### THE TASK:
Tally the lines in the listing below that include "image". Answer with the count and nothing more.

### SOURCE INFORMATION:
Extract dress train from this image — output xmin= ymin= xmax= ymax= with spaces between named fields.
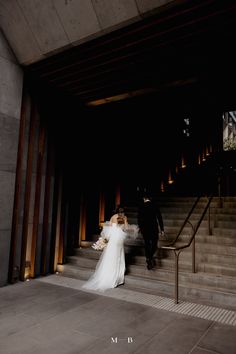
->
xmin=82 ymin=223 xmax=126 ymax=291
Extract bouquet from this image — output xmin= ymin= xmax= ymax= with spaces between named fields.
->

---

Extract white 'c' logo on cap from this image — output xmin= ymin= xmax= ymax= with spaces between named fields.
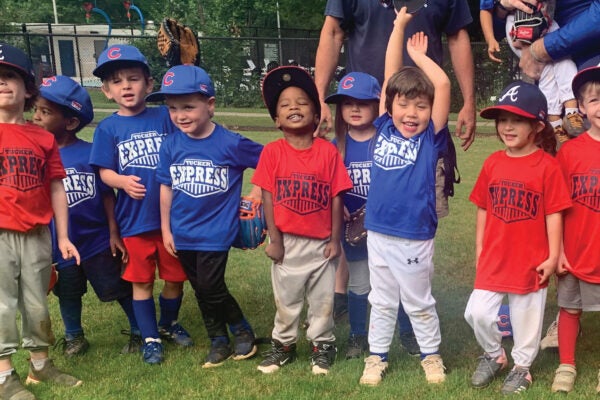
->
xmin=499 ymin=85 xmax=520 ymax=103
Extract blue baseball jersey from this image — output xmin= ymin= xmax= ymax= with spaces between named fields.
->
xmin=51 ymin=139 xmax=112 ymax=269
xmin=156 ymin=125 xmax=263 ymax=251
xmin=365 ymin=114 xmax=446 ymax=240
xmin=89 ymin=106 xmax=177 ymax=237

---

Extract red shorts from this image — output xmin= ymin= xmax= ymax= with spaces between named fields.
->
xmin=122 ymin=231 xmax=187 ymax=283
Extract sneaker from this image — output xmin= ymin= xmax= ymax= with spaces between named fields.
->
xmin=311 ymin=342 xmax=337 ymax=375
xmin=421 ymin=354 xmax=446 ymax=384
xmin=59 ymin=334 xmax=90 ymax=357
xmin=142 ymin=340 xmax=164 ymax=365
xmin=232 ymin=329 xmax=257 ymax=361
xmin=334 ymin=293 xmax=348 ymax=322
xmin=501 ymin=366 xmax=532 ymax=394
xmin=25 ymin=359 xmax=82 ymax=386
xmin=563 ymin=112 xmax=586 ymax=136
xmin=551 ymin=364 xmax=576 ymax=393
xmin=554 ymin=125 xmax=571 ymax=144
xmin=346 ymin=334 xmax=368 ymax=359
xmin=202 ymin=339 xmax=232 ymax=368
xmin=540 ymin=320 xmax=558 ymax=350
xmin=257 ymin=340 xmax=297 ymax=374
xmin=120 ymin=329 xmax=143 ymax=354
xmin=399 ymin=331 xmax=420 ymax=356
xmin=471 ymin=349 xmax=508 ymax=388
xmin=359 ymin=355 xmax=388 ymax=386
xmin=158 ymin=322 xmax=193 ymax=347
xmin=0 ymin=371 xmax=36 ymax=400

### SOLVED EXERCISE:
6